Selected passage:
_ _ _ _ _ _ _

Monday, May 25, 2015

June, and June a Hundred Years Ago

June 18th through 20th, the Mutual Musicians Foundation hosts an educational music festival celebrating Kansas City swing. On the 19th and 20th, the 26th annual Jazz in the Woods festival in Overland Park’s Corporate Woods offers sets by Najee – who opened this season’s Jammin’ at the Gem series – and Julian Vaughn – who opens next season’s Jammin’ at the Gem series – among others. Those same days, Parkville’s 20th annual River Jam in English Landing Park presents David Basse, James Ward, the Danielle Nicole Band, and plenty more jazz and blues.

It’s a busy weekend.

A hundred years before, on June 17, 1916, The Kansas City Sun ran a story headlined, “Band Master Organizing Band Chorus” The sub-head read, “Big Organization of Two Hundred and Sixty Members.”

_ _ _ _ _ _ _

Given information:
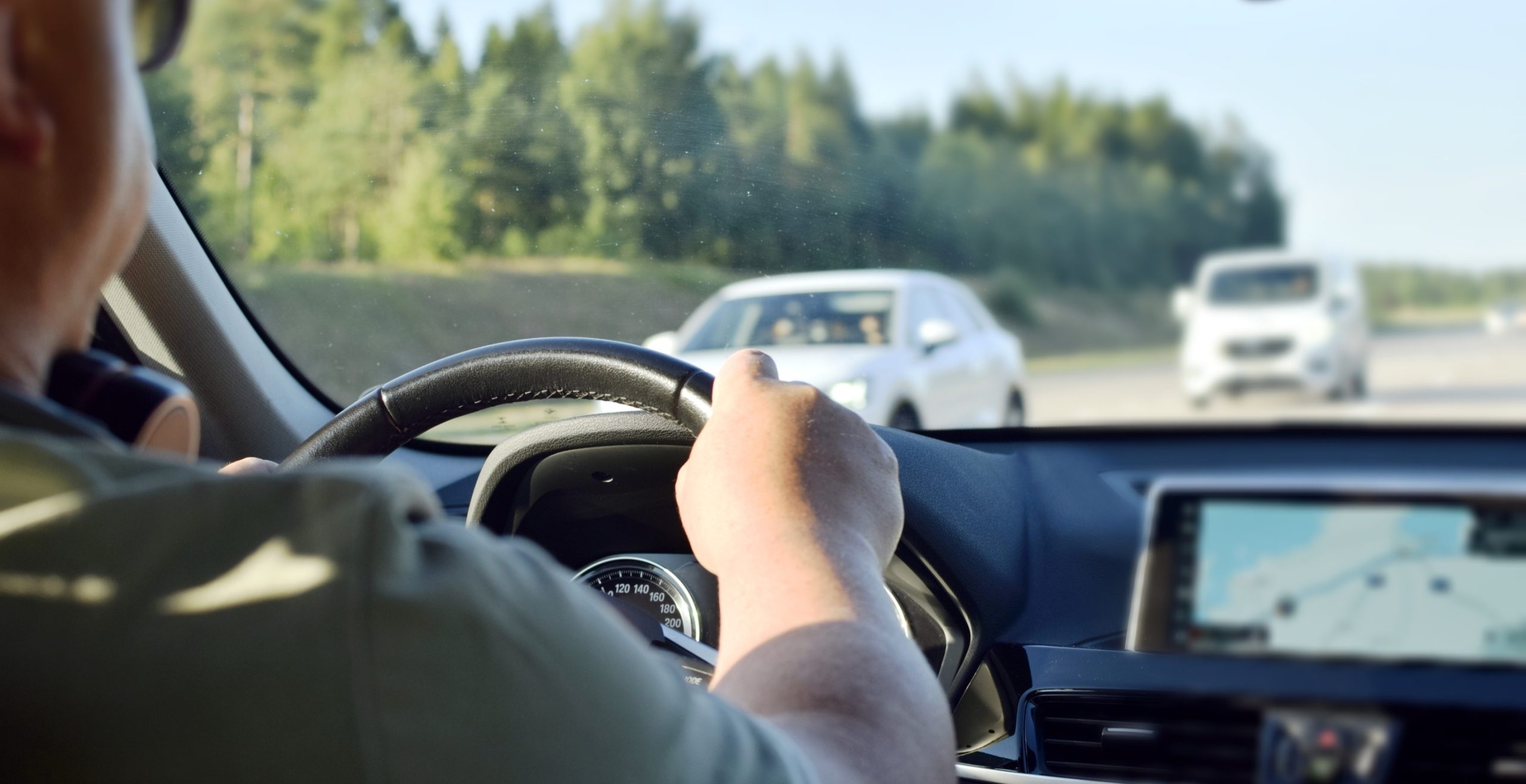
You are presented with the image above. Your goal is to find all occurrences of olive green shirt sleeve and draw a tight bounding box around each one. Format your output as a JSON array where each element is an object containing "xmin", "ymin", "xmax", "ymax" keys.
[{"xmin": 0, "ymin": 428, "xmax": 815, "ymax": 784}]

_ _ _ _ _ _ _

Task instructions: Name every performer or band mentioned in the post about June music festivals.

Problem solution: Najee, Julian Vaughn, David Basse, James Ward, and the Danielle Nicole Band.